### Extracted text
[BioC] conceptual question about FDR, FDR adjusted p-value and q-value
Gordon K Smyth
smyth at wehi.EDU.AU
Fri Dec 21 02:11:38 CET 2012
Dear Jack,
The thing to understand is that terms like FDR and q-value were defined in
specific ways by their original inventors but are used in more generic
ways by later researchers who adapt, modify or use the ideas.
The term "false discovery rate (FDR)" was created by Benjamini and
Hochberg in their 1995 paper. They gave a particular definition of what
they meant by FDR. Their procedure accepted or rejected hypotheses, but
did not produce adjusted p-values.
Benjamini and Yekutieli presented another more conservative algorithm to
control the FDR in a 2001 paper. Same definition of FDR, but a different
algorithm.

### Objective 1
Put the entries into a JSON list of strings with one string per line, starting at the first line of the entries and going through the line that contains "top-left (209, 73), bottom-right (332, 212)". Leave out blank lines and include nothing past that line.

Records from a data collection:
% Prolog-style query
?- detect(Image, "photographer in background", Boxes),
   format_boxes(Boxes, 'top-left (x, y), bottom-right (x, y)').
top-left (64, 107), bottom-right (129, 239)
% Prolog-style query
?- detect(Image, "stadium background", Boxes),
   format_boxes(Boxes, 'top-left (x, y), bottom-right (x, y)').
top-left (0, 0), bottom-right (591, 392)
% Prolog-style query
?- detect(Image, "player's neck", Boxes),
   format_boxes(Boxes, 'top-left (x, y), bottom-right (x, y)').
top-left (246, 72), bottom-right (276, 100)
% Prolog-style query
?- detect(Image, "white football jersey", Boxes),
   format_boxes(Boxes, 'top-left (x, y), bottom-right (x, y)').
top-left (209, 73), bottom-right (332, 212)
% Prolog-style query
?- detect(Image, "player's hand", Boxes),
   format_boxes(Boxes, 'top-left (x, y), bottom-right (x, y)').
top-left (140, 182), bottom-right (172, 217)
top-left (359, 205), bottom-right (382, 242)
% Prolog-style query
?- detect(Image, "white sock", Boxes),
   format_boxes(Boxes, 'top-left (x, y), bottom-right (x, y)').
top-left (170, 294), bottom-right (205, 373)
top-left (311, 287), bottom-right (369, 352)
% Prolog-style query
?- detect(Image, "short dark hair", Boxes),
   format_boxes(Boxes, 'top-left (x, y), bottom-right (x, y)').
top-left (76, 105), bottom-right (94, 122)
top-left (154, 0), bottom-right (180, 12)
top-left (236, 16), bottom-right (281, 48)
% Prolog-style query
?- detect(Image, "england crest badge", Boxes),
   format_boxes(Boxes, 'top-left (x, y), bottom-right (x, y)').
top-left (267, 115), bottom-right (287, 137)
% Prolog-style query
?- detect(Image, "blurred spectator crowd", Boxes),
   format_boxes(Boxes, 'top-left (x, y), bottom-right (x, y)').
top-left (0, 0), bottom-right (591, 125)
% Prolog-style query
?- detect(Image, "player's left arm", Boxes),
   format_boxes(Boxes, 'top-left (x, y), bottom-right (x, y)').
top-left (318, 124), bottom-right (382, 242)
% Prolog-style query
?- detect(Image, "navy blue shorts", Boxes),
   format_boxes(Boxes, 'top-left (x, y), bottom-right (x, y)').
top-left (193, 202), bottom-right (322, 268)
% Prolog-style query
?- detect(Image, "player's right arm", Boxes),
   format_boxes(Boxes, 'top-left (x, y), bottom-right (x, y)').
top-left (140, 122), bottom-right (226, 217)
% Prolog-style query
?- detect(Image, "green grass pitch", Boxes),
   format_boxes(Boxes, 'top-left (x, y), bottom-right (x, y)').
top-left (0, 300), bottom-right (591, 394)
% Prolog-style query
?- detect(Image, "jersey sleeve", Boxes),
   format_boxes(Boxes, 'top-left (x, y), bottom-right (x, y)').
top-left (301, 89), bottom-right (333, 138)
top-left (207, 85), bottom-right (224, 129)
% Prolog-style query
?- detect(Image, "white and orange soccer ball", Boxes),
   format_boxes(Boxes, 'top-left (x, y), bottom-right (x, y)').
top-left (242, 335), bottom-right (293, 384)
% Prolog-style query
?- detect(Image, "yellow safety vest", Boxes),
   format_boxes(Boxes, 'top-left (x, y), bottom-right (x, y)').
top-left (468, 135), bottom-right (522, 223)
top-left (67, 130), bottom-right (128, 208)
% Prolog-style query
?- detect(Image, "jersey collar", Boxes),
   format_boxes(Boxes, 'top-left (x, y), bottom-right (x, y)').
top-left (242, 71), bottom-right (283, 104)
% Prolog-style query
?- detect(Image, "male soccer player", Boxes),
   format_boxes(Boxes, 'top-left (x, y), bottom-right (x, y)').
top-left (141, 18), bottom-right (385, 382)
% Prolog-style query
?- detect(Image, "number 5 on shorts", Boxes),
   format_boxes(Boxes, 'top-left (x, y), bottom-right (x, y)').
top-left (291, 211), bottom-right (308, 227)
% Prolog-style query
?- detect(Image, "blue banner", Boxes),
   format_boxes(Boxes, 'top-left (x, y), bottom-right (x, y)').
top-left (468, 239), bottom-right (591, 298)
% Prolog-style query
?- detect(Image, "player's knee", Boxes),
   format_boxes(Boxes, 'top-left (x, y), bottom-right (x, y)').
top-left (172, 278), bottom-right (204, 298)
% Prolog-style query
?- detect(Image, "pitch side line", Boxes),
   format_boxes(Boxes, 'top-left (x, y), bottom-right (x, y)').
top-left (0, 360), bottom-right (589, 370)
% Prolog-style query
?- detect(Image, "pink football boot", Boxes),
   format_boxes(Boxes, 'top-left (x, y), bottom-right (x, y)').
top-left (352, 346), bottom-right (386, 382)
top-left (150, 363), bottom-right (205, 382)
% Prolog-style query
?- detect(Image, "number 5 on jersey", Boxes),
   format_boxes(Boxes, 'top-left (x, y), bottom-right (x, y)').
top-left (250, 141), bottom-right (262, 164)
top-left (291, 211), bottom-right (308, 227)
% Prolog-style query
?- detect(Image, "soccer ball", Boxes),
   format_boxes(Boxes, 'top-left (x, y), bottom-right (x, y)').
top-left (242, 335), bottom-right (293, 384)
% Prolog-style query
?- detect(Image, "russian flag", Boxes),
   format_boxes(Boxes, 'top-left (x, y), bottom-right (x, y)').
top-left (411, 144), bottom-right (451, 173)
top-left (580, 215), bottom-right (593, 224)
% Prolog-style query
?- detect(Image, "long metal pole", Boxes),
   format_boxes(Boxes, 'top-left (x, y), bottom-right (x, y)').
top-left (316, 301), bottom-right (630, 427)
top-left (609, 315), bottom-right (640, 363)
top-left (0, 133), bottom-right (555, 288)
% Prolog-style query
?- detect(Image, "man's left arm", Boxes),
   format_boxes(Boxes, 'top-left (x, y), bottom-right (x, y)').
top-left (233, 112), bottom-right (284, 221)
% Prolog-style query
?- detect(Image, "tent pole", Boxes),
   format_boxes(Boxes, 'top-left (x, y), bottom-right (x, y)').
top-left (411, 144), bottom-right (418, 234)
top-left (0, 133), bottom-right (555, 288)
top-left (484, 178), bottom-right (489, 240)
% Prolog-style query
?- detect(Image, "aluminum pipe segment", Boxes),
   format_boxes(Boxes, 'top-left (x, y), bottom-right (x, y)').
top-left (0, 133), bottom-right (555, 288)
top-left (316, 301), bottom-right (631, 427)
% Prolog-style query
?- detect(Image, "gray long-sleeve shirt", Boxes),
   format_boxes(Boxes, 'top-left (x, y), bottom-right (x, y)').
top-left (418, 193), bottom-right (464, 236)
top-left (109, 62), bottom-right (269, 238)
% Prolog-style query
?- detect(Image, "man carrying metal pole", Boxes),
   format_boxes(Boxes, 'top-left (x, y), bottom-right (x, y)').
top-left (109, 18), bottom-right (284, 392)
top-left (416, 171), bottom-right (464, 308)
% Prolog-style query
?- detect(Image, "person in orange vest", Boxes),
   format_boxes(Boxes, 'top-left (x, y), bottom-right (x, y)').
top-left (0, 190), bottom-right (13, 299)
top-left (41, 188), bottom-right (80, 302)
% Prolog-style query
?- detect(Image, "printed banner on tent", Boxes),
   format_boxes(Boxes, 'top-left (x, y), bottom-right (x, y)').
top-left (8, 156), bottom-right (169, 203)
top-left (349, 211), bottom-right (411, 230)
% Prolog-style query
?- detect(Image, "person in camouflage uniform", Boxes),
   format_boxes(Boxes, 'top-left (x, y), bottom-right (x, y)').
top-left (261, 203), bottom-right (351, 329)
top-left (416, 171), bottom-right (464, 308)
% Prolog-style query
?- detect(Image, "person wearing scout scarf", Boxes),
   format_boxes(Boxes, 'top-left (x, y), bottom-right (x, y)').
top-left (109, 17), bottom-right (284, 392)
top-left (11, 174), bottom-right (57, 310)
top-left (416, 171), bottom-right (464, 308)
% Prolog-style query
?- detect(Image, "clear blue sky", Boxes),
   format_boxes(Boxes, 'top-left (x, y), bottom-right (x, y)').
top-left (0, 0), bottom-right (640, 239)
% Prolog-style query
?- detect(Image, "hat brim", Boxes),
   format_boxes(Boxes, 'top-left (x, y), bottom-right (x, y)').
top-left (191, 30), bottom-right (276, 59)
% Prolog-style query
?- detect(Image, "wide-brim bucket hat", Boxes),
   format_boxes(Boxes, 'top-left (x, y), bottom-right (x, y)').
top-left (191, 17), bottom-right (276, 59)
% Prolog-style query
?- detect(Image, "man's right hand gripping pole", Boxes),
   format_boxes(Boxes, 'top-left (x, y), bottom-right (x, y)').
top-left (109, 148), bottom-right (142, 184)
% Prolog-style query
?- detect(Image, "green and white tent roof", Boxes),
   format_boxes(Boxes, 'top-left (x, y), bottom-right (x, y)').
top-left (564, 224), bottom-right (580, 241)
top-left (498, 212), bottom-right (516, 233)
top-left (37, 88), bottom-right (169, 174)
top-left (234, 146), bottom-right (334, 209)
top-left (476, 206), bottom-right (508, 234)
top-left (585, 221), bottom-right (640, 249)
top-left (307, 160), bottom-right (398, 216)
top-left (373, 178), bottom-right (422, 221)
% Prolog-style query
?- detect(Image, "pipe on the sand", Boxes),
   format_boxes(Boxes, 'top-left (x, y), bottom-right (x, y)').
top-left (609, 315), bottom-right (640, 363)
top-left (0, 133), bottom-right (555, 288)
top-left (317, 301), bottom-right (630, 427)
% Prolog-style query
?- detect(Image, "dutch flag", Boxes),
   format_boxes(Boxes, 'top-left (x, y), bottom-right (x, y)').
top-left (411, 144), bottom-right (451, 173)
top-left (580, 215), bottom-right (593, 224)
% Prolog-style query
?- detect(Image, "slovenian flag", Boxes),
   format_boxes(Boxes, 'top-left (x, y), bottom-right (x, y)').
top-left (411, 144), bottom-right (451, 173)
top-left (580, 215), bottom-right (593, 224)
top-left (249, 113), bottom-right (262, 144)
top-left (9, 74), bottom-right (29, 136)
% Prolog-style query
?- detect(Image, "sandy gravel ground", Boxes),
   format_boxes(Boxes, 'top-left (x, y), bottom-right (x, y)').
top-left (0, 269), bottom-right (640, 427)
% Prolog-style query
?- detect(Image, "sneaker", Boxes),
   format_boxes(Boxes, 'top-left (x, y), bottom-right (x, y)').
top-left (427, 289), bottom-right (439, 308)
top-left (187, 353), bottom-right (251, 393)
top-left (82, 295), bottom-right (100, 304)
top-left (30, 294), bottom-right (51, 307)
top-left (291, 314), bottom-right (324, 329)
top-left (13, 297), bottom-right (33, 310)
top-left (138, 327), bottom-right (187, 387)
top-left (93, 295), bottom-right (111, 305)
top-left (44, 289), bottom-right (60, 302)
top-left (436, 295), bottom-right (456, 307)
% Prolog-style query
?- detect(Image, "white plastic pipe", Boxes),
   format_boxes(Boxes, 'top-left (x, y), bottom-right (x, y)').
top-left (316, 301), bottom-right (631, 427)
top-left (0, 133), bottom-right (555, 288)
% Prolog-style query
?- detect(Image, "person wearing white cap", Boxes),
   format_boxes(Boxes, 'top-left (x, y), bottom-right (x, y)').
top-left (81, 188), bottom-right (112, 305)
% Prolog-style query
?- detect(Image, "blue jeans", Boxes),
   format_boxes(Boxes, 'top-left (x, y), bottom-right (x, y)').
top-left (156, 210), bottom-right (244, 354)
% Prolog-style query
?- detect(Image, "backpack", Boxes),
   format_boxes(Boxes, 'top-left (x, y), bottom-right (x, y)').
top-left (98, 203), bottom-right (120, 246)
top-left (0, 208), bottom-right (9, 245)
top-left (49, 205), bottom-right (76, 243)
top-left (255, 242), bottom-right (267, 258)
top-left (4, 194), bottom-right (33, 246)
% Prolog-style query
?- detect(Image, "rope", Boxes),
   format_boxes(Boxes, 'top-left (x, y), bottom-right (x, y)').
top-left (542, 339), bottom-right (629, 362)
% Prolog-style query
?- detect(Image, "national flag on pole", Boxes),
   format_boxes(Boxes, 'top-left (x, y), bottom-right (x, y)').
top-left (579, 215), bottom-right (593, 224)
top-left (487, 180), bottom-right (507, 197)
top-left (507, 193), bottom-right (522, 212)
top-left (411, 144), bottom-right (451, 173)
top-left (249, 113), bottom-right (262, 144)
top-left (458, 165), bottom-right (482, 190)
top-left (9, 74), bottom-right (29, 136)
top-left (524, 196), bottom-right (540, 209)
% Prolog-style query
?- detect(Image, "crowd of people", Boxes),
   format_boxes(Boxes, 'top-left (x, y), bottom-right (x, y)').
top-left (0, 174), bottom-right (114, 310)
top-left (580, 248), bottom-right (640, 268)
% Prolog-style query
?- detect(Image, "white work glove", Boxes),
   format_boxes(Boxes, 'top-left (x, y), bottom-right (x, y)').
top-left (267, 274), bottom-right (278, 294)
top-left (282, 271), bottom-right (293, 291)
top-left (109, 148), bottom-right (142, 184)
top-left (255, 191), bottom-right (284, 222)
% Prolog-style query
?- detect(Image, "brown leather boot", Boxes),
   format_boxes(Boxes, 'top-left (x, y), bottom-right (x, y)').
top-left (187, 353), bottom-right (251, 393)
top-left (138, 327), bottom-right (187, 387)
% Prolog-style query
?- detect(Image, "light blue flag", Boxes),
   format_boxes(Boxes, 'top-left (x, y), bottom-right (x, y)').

### Objective 2
Transcribe the whole post on FDR, adjusted p-values and q-values word for word.

### Task solution 1
[
  "% Prolog-style query",
  "?- detect(Image, \"photographer in background\", Boxes),",
  "   format_boxes(Boxes, 'top-left (x, y), bottom-right (x, y)').",
  "top-left (64, 107), bottom-right (129, 239)",
  "% Prolog-style query",
  "?- detect(Image, \"stadium background\", Boxes),",
  "   format_boxes(Boxes, 'top-left (x, y), bottom-right (x, y)').",
  "top-left (0, 0), bottom-right (591, 392)",
  "% Prolog-style query",
  "?- detect(Image, \"player's neck\", Boxes),",
  "   format_boxes(Boxes, 'top-left (x, y), bottom-right (x, y)').",
  "top-left (246, 72), bottom-right (276, 100)",
  "% Prolog-style query",
  "?- detect(Image, \"white football jersey\", Boxes),",
  "   format_boxes(Boxes, 'top-left (x, y), bottom-right (x, y)').",
  "top-left (209, 73), bottom-right (332, 212)"
]

### Task solution 2
[BioC] conceptual question about FDR, FDR adjusted p-value and q-value
Gordon K Smyth
smyth at wehi.EDU.AU
Fri Dec 21 02:11:38 CET 2012
Dear Jack,
The thing to understand is that terms like FDR and q-value were defined in
specific ways by their original inventors but are used in more generic
ways by later researchers who adapt, modify or use the ideas.
The term "false discovery rate (FDR)" was created by Benjamini and
Hochberg in their 1995 paper. They gave a particular definition of what
they meant by FDR. Their procedure accepted or rejected hypotheses, but
did not produce adjusted p-values.
Benjamini and Yekutieli presented another more conservative algorithm to
control the FDR in a 2001 paper. Same definition of FDR, but a different
algorithm.